— start of Information given —
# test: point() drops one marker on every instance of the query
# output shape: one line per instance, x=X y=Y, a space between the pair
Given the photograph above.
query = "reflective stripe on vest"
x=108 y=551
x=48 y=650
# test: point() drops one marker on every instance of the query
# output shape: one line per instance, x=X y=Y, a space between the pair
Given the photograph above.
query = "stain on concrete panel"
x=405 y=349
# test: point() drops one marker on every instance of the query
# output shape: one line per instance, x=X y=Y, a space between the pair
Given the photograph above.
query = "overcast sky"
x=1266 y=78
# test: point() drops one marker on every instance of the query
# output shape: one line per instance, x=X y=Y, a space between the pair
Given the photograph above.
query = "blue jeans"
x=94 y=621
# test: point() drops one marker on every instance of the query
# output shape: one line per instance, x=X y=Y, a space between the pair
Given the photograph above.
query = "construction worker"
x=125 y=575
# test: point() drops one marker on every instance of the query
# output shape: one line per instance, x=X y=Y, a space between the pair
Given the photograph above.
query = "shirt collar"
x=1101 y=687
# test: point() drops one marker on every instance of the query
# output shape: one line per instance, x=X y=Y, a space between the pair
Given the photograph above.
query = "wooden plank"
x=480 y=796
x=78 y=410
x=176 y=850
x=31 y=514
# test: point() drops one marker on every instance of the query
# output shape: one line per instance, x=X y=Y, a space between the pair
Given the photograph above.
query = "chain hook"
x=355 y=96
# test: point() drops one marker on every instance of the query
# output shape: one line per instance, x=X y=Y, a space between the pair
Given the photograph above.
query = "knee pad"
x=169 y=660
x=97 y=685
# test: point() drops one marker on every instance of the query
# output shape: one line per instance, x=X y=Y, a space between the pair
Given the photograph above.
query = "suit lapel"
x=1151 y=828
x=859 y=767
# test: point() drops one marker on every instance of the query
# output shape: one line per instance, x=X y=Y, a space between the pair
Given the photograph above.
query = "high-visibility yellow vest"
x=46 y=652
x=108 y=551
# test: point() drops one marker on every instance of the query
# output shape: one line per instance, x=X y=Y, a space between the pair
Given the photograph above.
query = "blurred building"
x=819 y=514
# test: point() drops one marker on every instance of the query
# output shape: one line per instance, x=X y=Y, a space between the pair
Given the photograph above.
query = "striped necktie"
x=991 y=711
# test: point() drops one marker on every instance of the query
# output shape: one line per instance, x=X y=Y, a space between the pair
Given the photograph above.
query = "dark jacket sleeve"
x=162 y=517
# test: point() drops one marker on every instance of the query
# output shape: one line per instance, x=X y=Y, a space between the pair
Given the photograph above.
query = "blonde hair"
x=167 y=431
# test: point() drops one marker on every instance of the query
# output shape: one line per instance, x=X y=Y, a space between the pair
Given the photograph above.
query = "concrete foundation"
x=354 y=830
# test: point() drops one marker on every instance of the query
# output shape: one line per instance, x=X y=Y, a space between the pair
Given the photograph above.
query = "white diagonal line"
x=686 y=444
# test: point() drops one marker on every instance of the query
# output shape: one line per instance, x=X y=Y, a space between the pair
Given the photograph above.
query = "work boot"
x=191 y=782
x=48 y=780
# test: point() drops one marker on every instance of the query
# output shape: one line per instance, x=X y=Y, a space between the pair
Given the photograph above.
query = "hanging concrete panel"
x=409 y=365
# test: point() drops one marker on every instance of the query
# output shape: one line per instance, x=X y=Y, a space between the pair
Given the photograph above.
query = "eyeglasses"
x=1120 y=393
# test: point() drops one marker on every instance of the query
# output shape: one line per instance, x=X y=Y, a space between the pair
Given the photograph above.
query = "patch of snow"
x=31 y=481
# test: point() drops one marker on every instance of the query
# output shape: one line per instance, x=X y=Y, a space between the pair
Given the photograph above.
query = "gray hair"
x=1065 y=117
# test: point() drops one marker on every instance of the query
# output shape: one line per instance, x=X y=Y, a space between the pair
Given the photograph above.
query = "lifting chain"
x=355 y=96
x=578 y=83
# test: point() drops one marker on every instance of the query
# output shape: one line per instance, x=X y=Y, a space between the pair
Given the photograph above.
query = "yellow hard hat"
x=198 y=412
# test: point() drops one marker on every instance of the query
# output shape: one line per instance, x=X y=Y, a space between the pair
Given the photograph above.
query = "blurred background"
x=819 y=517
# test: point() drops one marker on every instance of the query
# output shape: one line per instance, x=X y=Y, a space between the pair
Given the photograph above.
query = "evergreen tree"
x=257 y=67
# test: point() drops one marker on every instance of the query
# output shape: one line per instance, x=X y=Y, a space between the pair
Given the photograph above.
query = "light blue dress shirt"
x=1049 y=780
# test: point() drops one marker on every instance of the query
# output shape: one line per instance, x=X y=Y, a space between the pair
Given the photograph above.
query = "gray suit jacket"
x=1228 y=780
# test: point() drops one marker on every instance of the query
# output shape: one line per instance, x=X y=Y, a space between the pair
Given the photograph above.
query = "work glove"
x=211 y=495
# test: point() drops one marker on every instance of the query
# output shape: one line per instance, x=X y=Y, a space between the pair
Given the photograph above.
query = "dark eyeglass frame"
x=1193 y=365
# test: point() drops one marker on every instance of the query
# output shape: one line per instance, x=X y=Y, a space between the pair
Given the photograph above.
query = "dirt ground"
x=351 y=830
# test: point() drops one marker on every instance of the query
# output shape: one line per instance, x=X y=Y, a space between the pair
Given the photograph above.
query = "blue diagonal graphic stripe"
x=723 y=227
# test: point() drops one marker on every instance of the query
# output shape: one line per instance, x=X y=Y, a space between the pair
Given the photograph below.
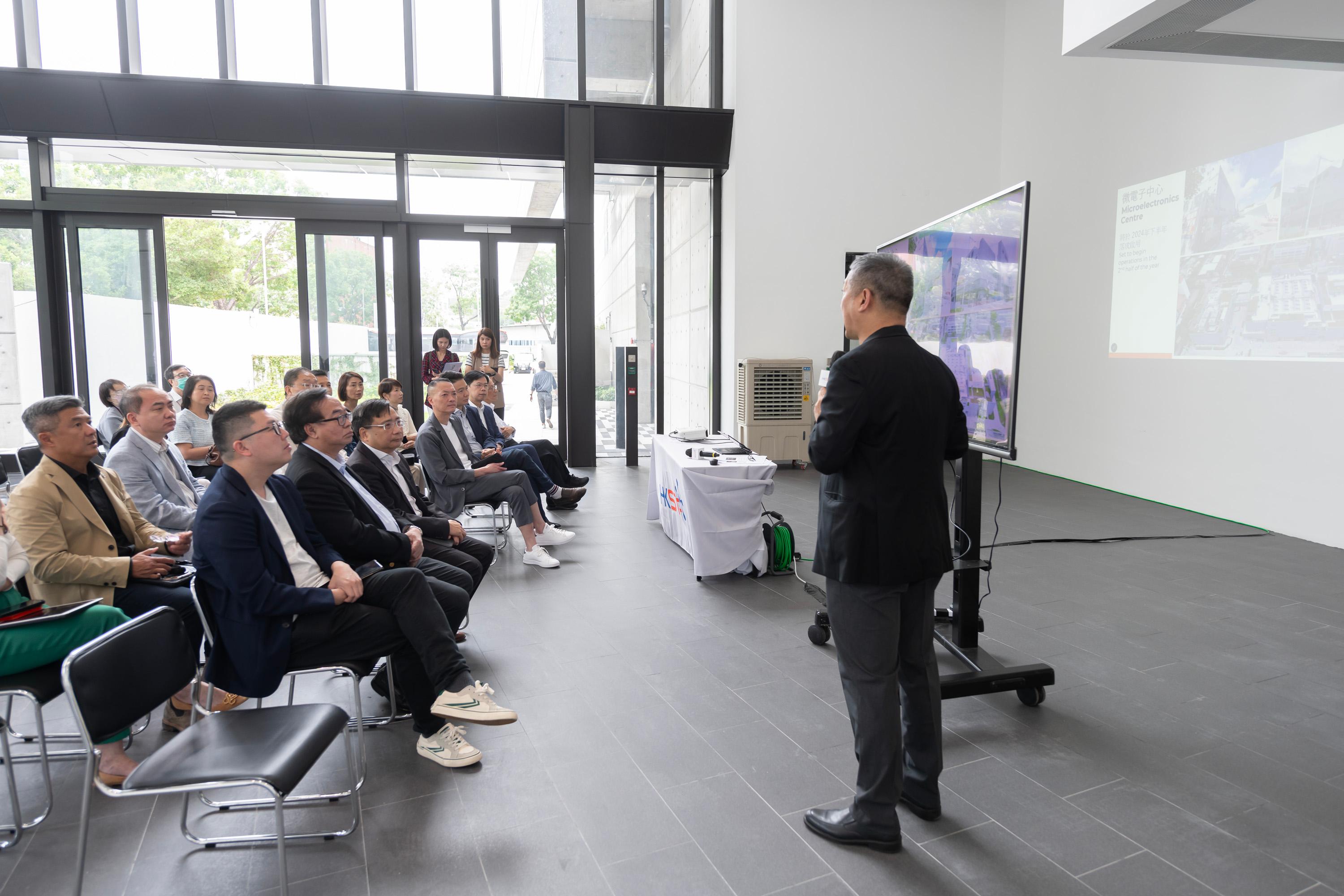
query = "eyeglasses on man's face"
— end of Information given —
*Exercise instructions*
Pictures stay out of the copy; please restate every record above exactly.

*Answer to this exercise*
# test: point() drops one marker on every instance of the query
# output shape: one line per instance, x=X y=Y, a space between the pair
Given the photograph above.
query = "reflective stripe on vest"
x=108 y=551
x=48 y=650
# test: point() drops one marker on every instance of the query
# output shape: one line per instance, x=X y=Y, a space between the pair
Given the photograph above.
query = "stain on concrete panel"
x=405 y=349
# test: point() drops one marker on every instance of the query
# output shape: one line per instance, x=X y=Y, a space between the pair
Given the photograph above.
query = "overcast sky"
x=1266 y=78
# test: point() drops one marker on every instance of the query
# output shape: one line per instance, x=X y=Y, a space between the pair
Given the photograph above.
query = "blue jeans"
x=94 y=621
# test: point() drops one marker on every instance of the query
# output shape: one line per instance, x=X y=Y, a space between the pair
Given the photograph above.
query = "construction worker"
x=125 y=575
# test: point() drops one marker on every instance of the query
# output shape: one line per instance, x=X y=Y, a space between the pair
Given the photograph above.
query = "shirt collar"
x=1101 y=687
# test: point() drops one marker on every instance of the query
# output shape: one line per instance, x=X y=Y, a space between the pair
Given the photograph above.
query = "wooden plank"
x=480 y=796
x=78 y=410
x=176 y=850
x=31 y=514
# test: point() drops one marker on every instance of the query
# output shape: one line per instance, x=X y=Y, a space between the pair
Given the photograph above.
query = "chain hook"
x=355 y=96
# test: point() drops one marker on every instance of the query
# output shape: one line per instance, x=X y=Y, a space between the pair
Given the photograph above.
query = "knee pad"
x=169 y=660
x=97 y=685
# test: point() drops one marker on every instance of the query
# output shape: one line per instance, x=X y=Y, a space between the pair
Given the photograph above.
query = "suit lapel"
x=1151 y=828
x=859 y=767
# test: point() drops one marker on every instance of the query
# output shape: one line per instance, x=X y=Y, a space between the pair
Given the photograph above.
query = "high-visibility yellow vest"
x=46 y=652
x=108 y=551
# test: point() drops one marker on every instance of the query
# output shape: one line per instance, x=X y=Y, a space between the pair
Given the photograph above.
query = "blurred building"
x=819 y=514
# test: point() drops one marker on every instance of the query
# output shape: one line per instance, x=X y=Y, a space between the pair
Given the photograph above.
query = "striped necktie"
x=991 y=711
# test: point() drops one marker on every instance of the query
# output shape: one line per instance, x=X y=Y, a space between the pair
Given the photograph above.
query = "dark jacket sleeve"
x=162 y=517
# test: point() drops one marker on every instance of the query
# output shape: one line per instance, x=X y=Y, a space between the pair
Given the photograph above.
query = "blonde hair"
x=167 y=431
# test: point() drops one marker on every instance of the query
# output shape: one line per instance, x=X y=Y, a space between the pair
Given the photograph above.
query = "concrete foundation"
x=354 y=830
# test: point() drops one marker on every instance of the query
# output shape: one line per instance, x=X y=Y, a space between the pair
Given the photograph above.
query = "white diagonal line"
x=686 y=444
# test: point() drops one marker on every instance of the query
# output shape: one line per instance, x=X y=Y, a space between the pair
Given the photograph above.
query = "work boot"
x=191 y=782
x=48 y=780
# test: point() drops one marker on every instance of the query
# output shape: one line per instance, x=X y=Y, a space between the pair
Given the photograph above.
query = "hanging concrete panel"
x=409 y=365
# test: point() drops one marker on every instance of the query
# output shape: one line per instance, x=X y=Y, a space between the pair
Given the photograph above.
query = "eyeglasses"
x=1120 y=393
# test: point() drops one marker on every instance of the query
# output shape: one line per instance, x=X y=Y, a space between the pair
Given the photograph above.
query = "patch of snow"
x=31 y=481
# test: point() drops one marker on every instance of the query
# output shape: one line per instance, x=X y=Y, a space between the pair
Given the photograph above.
query = "gray hair"
x=1065 y=117
# test: point() drops one marker on every instance of the query
# output shape: one line per instance, x=X y=Y, a space between the pair
Given the photograph above.
query = "lifting chain"
x=355 y=96
x=578 y=83
# test: point() drops one marker on every instance of the query
# output shape: one line per instance, x=X y=Y, a space between the pair
Given the photograph above.
query = "yellow hard hat"
x=198 y=412
# test: point() drops one marker on every instance of the query
# output shape: one line per instance, x=X y=Y, a space between the pair
Given the photograph above.
query = "blurred background"
x=819 y=517
# test: point() drops one marker on every instance of the query
# output shape: one line per instance, x=X y=Y, a space between the pair
Given the photograph above.
query = "evergreen tree"
x=257 y=67
# test: point() drops one marker on every instance of the query
# output shape: one line per instance, x=X y=Y, a space between the pair
Given the photograph above.
query = "light blue dress shirt"
x=1049 y=780
# test: point() drops one marker on every instance of the query
# output shape: one line per instance, x=X y=Y, a space between the pair
Given the photograph above.
query = "gray suit jacket"
x=1228 y=780
# test: point() drops one marker on every instance of the query
# output shape: one line per instance, x=X y=Y, a space between the pair
Given the photograph above.
query = "work glove"
x=211 y=495
# test: point() drops one marker on every instance of the query
# output shape: one line per instance, x=X y=Y, a space between the pair
Given the photograph above.
query = "dark eyeglass frame"
x=1193 y=365
# test: point() drops one marker on every instance of the query
# output shape: one line per instance, x=X y=Y, a space between the pair
Given the photograph above.
query = "dirt ground"
x=351 y=830
# test: point() drops one marker on every instance of the query
# output shape: one line per instance, x=X y=Y, a space between the pair
Given the photograph above.
query = "blue diagonal graphic stripe"
x=723 y=227
# test: point() drops one marker on every instance of the query
# output shape: one line per instance, x=X y=Y, a space between the pair
Given the photograph below.
query = "eyeglasses on man's face"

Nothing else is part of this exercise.